* [Written instruction] Copy all of the data below, swapping every "indicate" for "mark" and keeping everything else unchanged.

* [Supplied records]
=====

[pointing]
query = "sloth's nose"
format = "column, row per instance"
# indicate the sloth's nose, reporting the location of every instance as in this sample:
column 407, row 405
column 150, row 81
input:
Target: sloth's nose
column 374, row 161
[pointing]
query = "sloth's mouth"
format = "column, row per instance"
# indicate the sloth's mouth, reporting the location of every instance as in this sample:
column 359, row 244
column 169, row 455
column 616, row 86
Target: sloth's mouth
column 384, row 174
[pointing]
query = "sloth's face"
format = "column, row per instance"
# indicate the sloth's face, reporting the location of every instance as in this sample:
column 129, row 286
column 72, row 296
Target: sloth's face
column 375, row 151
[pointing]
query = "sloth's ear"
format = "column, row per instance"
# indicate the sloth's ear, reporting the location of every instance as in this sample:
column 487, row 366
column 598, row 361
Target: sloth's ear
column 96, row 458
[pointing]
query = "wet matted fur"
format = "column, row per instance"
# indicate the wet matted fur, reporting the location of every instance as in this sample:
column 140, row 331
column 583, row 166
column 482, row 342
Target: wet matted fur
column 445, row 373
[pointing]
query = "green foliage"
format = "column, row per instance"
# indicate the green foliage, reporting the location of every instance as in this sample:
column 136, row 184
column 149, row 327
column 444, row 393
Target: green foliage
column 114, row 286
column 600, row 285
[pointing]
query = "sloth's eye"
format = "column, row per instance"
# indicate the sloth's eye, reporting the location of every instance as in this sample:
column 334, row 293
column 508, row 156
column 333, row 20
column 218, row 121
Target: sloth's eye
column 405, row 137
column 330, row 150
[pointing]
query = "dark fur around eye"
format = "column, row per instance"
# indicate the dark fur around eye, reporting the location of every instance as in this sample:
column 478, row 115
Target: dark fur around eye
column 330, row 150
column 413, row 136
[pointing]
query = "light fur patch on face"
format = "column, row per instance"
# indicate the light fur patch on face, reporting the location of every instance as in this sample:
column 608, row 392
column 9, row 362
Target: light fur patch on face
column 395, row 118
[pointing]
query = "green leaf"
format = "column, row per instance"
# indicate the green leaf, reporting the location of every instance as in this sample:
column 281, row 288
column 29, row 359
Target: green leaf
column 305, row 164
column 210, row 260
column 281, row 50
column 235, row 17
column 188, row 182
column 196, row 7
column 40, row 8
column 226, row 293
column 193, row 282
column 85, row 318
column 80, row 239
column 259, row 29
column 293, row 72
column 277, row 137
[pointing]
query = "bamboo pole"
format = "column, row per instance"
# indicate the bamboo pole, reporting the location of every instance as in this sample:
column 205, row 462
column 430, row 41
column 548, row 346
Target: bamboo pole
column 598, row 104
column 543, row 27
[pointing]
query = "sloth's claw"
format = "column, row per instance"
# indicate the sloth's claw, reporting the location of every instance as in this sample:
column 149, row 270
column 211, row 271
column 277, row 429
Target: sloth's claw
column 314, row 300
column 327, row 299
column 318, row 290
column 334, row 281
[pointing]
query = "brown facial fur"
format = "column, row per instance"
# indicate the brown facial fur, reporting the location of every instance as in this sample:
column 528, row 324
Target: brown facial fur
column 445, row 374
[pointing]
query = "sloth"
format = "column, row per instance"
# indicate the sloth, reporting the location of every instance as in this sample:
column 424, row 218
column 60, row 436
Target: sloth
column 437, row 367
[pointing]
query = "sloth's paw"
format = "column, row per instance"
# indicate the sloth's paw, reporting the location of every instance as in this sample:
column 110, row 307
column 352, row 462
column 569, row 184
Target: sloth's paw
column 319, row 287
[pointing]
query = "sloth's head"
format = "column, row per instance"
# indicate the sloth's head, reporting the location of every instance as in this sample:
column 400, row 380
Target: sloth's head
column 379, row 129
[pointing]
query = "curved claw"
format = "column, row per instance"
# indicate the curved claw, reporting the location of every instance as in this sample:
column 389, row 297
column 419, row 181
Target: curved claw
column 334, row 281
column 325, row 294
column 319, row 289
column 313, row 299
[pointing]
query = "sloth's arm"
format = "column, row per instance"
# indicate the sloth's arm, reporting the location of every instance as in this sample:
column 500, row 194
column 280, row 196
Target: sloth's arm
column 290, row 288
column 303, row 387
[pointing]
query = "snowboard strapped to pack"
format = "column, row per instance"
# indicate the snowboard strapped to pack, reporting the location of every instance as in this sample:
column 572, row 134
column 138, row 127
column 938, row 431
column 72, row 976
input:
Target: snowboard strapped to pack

=====

* [Written response]
[pointing]
query = "sloth's nose"
format = "column, row per instance"
# mark the sloth's nose, reporting the location of every instance as in this sample:
column 407, row 405
column 150, row 81
input:
Target: sloth's nose
column 374, row 161
[pointing]
query = "sloth's mouth"
format = "column, row per instance"
# mark the sloth's mouth, reporting the location of every instance as in this sample:
column 359, row 244
column 169, row 455
column 616, row 86
Target: sloth's mouth
column 384, row 174
[pointing]
query = "sloth's face"
format = "column, row per instance"
# mark the sloth's face, reporting the location of every instance as in this sample:
column 129, row 286
column 72, row 296
Target: sloth's face
column 375, row 151
[pointing]
query = "sloth's ear"
format = "column, row per instance"
# mark the sloth's ear, reporting the location of every instance as in this sample:
column 487, row 366
column 598, row 361
Target: sloth's ear
column 96, row 458
[pointing]
query = "wet matted fur"
format = "column, row per instance"
# mark the wet matted fur, reporting the location of every instance as in this sample:
column 140, row 331
column 583, row 166
column 482, row 342
Target: wet matted fur
column 445, row 373
[pointing]
query = "green foliage"
format = "column, row per instance"
# mark the green foliage, reporting the location of every instance as in this sample:
column 136, row 184
column 149, row 327
column 444, row 393
Target: green foliage
column 114, row 286
column 600, row 285
[pointing]
query = "sloth's eye"
format = "column, row per instance"
# mark the sloth's eye, reporting the location of every instance as in this sample:
column 334, row 293
column 508, row 156
column 333, row 20
column 218, row 121
Target: sloth's eye
column 405, row 137
column 330, row 150
[pointing]
query = "dark fur around eye"
format = "column, row per instance"
# mark the dark fur around eye, reporting the location of every instance as in this sample:
column 478, row 115
Target: dark fur around eye
column 330, row 150
column 413, row 136
[pointing]
query = "light fur patch on face"
format = "column, row per instance"
# mark the light fur patch on face, reporting the location of every instance as in this sample:
column 608, row 392
column 9, row 362
Target: light fur patch on face
column 395, row 118
[pointing]
query = "green leaf"
format = "column, row per instance"
# mark the green leaf, reporting the location of every instance as in this sample:
column 281, row 288
column 29, row 359
Target: green leaf
column 305, row 164
column 210, row 260
column 281, row 50
column 235, row 17
column 188, row 182
column 196, row 7
column 40, row 8
column 226, row 293
column 193, row 282
column 85, row 318
column 80, row 239
column 259, row 29
column 293, row 72
column 277, row 137
[pointing]
query = "bamboo pole"
format = "column, row per instance"
# mark the bamboo pole, reporting the location of every instance as in this sample:
column 205, row 462
column 430, row 41
column 548, row 346
Target: bamboo pole
column 598, row 104
column 543, row 27
[pointing]
query = "sloth's claw"
format = "column, row per instance"
# mark the sloth's claw, reporting the location of every instance as in this sample:
column 149, row 270
column 211, row 271
column 277, row 429
Target: sloth's claw
column 314, row 300
column 327, row 299
column 318, row 290
column 334, row 281
[pointing]
query = "brown facial fur"
format = "column, row per instance"
# mark the brown facial fur, reporting the location of every instance as in this sample:
column 528, row 324
Target: brown facial fur
column 445, row 374
[pointing]
query = "sloth"
format = "column, row per instance"
# mark the sloth, reporting the location of every instance as in this sample:
column 424, row 218
column 60, row 436
Target: sloth
column 437, row 367
[pointing]
query = "sloth's paw"
format = "column, row per instance"
# mark the sloth's paw, reporting the location of every instance as in this sample:
column 110, row 307
column 352, row 462
column 569, row 184
Target: sloth's paw
column 319, row 287
[pointing]
query = "sloth's head"
format = "column, row per instance"
# mark the sloth's head, reporting the location of every instance as in this sample:
column 400, row 380
Target: sloth's head
column 379, row 129
[pointing]
query = "curved claw"
format = "column, row per instance"
# mark the curved claw, reporting the location of every instance as in this sample:
column 389, row 297
column 419, row 181
Target: curved claw
column 334, row 281
column 325, row 294
column 319, row 289
column 313, row 299
[pointing]
query = "sloth's arm"
format = "column, row per instance"
# mark the sloth's arm, reporting the location of every instance as in this sample:
column 500, row 194
column 280, row 196
Target: sloth's arm
column 290, row 288
column 303, row 387
[pointing]
query = "snowboard strapped to pack"
format = "column, row per instance"
# mark the snowboard strapped to pack, reporting the location of every instance as in this sample:
column 572, row 134
column 138, row 127
column 938, row 431
column 72, row 976
input:
Target: snowboard strapped to pack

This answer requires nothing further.